Rewrite the lines below as a JSON list of strings, one string per line, and leave out any blank lines.

# Region labeling lines
- - -

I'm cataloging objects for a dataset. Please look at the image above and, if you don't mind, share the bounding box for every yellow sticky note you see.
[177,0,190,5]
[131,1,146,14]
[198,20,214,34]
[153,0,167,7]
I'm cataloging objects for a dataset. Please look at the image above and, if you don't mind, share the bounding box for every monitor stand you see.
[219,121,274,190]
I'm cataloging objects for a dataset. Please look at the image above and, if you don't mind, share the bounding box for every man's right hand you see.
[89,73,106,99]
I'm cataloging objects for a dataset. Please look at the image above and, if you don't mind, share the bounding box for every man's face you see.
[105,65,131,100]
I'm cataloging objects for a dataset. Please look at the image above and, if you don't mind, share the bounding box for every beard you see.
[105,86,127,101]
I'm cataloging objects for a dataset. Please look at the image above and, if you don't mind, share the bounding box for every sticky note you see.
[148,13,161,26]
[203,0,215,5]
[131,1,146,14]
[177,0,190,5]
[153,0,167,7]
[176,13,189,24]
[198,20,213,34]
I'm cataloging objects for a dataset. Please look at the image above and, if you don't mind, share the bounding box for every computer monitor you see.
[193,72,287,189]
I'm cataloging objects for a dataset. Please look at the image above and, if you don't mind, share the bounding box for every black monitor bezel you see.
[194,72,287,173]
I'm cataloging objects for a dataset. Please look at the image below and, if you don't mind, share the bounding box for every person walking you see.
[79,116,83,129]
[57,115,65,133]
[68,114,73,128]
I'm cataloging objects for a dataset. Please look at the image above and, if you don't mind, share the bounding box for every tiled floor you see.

- - -

# SOLUTION TO THE PROBLEM
[
  "I'm cataloging objects for a dataset. Please look at the image above and, if you don't mind, share the bounding box for every yellow sticky note you see.",
  "[177,0,190,5]",
  "[131,1,146,14]",
  "[198,20,214,34]",
  "[153,0,167,7]",
  "I'm cataloging objects for a dataset. Please look at the image above and, if you don't mind, share the bounding box for every monitor stand you see.",
  "[219,121,274,190]",
  "I'm cataloging objects for a dataset. Please look at the image above and, if you don't mind, share the bounding box for every man's right hand you see.",
  "[89,73,106,99]",
  "I'm cataloging objects for a dataset. Please look at the image above and, if you don't mind, share the bounding box for every man's face you see.",
  "[105,65,131,100]",
  "I'm cataloging objects for a dataset. Please look at the image above and, if you don't mind, share the bounding box for every beard you see.",
  "[105,86,127,101]",
  "I'm cataloging objects for a dataset. Please look at the image above and, if you don't mind, share the bounding box for every sticky note you see.",
  "[148,13,161,26]",
  "[203,0,215,5]",
  "[131,1,146,14]",
  "[177,0,190,5]",
  "[153,0,167,7]",
  "[176,13,189,24]",
  "[198,20,213,34]",
  "I'm cataloging objects for a dataset. Please look at the image above and, if you don't mind, share the bounding box for every computer monitor you see.",
  "[193,72,287,189]",
  "I'm cataloging objects for a dataset. Please look at the image above and, if you don't mind, share the bounding box for every black monitor bezel you see.",
  "[194,72,287,173]",
  "I'm cataloging objects for a dataset. Please look at the image below and, if you don't mind, share the bounding box for every person walking you see.",
  "[79,116,83,129]",
  "[57,115,65,133]",
  "[68,114,73,128]",
  "I'm cataloging objects for a dataset. Please look at the image above and, if you don't mind, share the bounding box for every tiled floor you see."
]